> What the task requires
Pick out each line below that contains the word "spine" and copy those lines out in full.

> Provided data
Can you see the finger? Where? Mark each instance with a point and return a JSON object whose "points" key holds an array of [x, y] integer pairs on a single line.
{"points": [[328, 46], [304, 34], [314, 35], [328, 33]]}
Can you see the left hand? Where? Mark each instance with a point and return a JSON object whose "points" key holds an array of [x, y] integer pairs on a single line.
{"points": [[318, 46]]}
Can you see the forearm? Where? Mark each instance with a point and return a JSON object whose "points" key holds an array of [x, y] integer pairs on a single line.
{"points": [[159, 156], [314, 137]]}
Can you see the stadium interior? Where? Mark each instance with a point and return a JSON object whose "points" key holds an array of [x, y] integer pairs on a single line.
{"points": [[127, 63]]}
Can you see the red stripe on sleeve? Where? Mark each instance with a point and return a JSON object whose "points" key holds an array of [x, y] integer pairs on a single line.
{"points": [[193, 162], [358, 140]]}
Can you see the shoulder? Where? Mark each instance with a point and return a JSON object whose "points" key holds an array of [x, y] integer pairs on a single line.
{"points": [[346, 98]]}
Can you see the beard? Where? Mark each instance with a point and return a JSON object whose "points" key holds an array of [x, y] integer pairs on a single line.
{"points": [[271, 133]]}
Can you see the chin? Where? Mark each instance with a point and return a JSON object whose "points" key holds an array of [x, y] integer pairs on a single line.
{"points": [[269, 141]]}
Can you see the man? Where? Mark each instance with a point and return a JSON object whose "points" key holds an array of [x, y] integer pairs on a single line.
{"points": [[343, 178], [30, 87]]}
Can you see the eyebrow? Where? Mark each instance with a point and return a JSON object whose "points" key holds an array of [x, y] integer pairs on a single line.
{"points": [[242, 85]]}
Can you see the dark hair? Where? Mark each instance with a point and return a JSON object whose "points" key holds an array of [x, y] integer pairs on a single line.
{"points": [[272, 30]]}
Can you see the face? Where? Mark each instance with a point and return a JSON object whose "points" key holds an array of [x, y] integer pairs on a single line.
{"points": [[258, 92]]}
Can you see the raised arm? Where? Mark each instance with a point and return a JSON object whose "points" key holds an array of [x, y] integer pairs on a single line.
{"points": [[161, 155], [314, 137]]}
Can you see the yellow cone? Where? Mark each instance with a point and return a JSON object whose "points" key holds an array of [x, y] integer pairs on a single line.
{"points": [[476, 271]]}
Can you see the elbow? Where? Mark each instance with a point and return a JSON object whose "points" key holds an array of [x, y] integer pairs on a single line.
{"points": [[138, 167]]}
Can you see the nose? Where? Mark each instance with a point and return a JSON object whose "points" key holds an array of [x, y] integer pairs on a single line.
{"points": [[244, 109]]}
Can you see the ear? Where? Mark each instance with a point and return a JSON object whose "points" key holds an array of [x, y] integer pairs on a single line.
---
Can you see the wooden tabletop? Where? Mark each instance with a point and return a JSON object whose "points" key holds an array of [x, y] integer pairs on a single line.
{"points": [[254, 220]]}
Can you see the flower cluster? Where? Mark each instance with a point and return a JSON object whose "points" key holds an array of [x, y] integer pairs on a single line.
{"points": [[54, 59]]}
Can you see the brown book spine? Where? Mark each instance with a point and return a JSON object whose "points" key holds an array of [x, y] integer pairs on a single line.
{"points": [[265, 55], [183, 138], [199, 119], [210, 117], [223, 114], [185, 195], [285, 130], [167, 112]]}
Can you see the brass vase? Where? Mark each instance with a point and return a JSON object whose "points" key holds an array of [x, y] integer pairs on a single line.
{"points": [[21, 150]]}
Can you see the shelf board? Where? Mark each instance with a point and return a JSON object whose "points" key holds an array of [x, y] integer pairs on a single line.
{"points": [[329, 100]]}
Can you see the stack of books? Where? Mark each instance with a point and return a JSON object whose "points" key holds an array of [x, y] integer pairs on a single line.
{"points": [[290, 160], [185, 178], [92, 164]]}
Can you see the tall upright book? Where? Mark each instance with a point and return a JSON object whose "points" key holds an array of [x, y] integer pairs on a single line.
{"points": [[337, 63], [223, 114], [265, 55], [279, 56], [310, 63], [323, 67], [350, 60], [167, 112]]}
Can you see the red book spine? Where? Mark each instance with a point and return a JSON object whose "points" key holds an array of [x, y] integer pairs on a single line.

> Exercise solution
Can you see the brown book spine? Where? Mark each instance with a point and return a JSON object whose "points" key holds an array of [x, y] integer pairs on a single line.
Can you see the red book spine? Where? Mark each instance with a point and return a JSON object whose "points" key holds an array of [x, y] integer pairs on a single line.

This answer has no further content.